▸ **Task set**
1) Pull from the PDMS micropillar abstract the passage starting with "Highly complaint arrays" and going on through "of PDMS micropillars.", copied word for word.
2) According to the PDMS micropillar abstract, what is the deflection of the micropillar tips directly proportional to?
3) Proceed with the PDMS micropillar abstract, picking up right after its final sentence.

▸ **Source text**
+===+
Simulation of Cellular Traction Force Based Deflection of PDMS MicropillarsJ. Wala, D. Maji, S. Dhara, S. Das
Indian Institute of Technology Kharagpur, Kharagpur, West Bengal, India
Cells are complex entities which not only passively sense external stimuli (viz. chemical, optical or mechanical) but also interact with extracellular matrix (ECM) by regulating cellular behavior such as growth, proliferation, migration, etc. Monitoring cell growth and migration of adherent cells becomes a crucial factor in determining cell-cell and cell-substrate interaction, important for formation of tissues, signal transduction pathways and body’s defense system. The detection of such interactions can serve as unique index to probe trivial changes in single cells prior to the time when physiological and morphological changes can be resolved. This kind of research would have profound influence and application in physiology, medicine and cell biology fields.
Highly complaint arrays are used to study the deflection of the tips of microfabricated micropillars which is directly proportional to cell-generated traction forces during cell migration and contraction by various groups. Present study discusses the effect of such cellular traction force over different geometries and varying elasticity of PDMS micropillars.
+===+
▸ **Dataset entries**
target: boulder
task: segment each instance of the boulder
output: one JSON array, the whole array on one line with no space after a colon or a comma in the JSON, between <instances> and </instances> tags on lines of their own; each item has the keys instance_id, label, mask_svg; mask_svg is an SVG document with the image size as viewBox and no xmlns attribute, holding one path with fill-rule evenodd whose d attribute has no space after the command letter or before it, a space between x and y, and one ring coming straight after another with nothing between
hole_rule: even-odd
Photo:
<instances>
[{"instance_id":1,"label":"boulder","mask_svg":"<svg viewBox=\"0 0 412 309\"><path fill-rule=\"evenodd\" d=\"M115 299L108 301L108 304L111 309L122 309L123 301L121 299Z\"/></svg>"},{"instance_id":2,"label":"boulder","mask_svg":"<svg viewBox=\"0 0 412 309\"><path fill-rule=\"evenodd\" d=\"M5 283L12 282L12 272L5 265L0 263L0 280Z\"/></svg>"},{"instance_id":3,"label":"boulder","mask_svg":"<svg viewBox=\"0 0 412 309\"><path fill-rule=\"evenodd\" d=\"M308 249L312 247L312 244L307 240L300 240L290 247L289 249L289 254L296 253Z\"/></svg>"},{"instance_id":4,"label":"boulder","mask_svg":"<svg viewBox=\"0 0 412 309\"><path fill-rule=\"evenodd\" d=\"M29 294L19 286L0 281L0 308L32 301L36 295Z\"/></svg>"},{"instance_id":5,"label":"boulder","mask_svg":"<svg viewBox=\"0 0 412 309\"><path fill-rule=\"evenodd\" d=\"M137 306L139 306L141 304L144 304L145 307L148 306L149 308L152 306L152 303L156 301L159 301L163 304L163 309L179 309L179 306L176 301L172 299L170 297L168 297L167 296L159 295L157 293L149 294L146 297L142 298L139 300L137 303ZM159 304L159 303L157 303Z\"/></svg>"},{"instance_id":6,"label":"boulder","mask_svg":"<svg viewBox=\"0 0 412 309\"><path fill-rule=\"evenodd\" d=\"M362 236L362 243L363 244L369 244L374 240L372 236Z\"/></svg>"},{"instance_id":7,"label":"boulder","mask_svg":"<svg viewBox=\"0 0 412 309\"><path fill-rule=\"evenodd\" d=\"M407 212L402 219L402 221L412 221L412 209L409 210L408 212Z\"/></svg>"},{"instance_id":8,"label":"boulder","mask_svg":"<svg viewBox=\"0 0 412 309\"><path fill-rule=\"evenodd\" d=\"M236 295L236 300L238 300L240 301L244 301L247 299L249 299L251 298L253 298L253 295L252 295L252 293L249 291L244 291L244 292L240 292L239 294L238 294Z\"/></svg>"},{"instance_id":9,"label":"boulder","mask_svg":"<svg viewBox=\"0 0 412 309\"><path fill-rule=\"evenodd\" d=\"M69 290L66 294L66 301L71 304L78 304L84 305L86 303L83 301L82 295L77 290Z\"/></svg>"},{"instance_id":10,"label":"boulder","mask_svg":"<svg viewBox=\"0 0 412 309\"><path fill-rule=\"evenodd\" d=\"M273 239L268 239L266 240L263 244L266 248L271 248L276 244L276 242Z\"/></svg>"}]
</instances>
+===+
▸ **Exercise results**
1)
Highly complaint arrays are used to study the deflection of the tips of microfabricated micropillars which is directly proportional to cell-generated traction forces during cell migration and contraction by various groups. Present study discusses the effect of such cellular traction force over different geometries and varying elasticity of PDMS micropillars.

2) Cell-generated traction forces during cell migration and contraction.

3)
Numerical modeling of the deflection of PDMS micropillars have been accomplished using COMSOL Multiphysics® software. The Solid Mechanics interface was used to model circular micropillar structures for varying diameter from 5-50 µm with constant gap of 10 µm. Variation in Young’s modulus of PDMS corresponding to different base and curing agent ratio of 5:1 - 20:1 were also employed for the above geometries. Distributed force in pN range corresponding to epithelial cells was applied near top edges of the micropillars to compute total deflection, stresses and strain on the micropillars.
Simulation results showing deflection of micropillar tip were observed in different diameters of circular micropillar. Figure 1 shows the images of PDMS micropillar deflection and stress for pillar diameter 5 µm and 10 µm simulated with higher young’s modulus of 3.72MPa corresponding to 5:1 PDMS composition. The simulated stress was observed to be maximum for micropillar of 5 µm diameter for all PDMS compositions and maximum deflection of micropillar was observed for 5 µm and 10 µm diameter for all PDMS compositions as shown in Figure 2.
COMSOL Multiphysics® was successfully used to study the deflection of micropillar tips induced due to cell-generated traction force. Simulation results show appreciable deflection for smaller micropillar geometries with 5 and 10 µm diameters as compared to higher geometries. Furthermore, PDMS composition of 20:1 showed maximum deflection due to lower young’s modulus. The above simulated results would thus help in further designing of actual PDMS based micropillar arrays for actual measurement of micropillar deflection to study cellular biomechanics.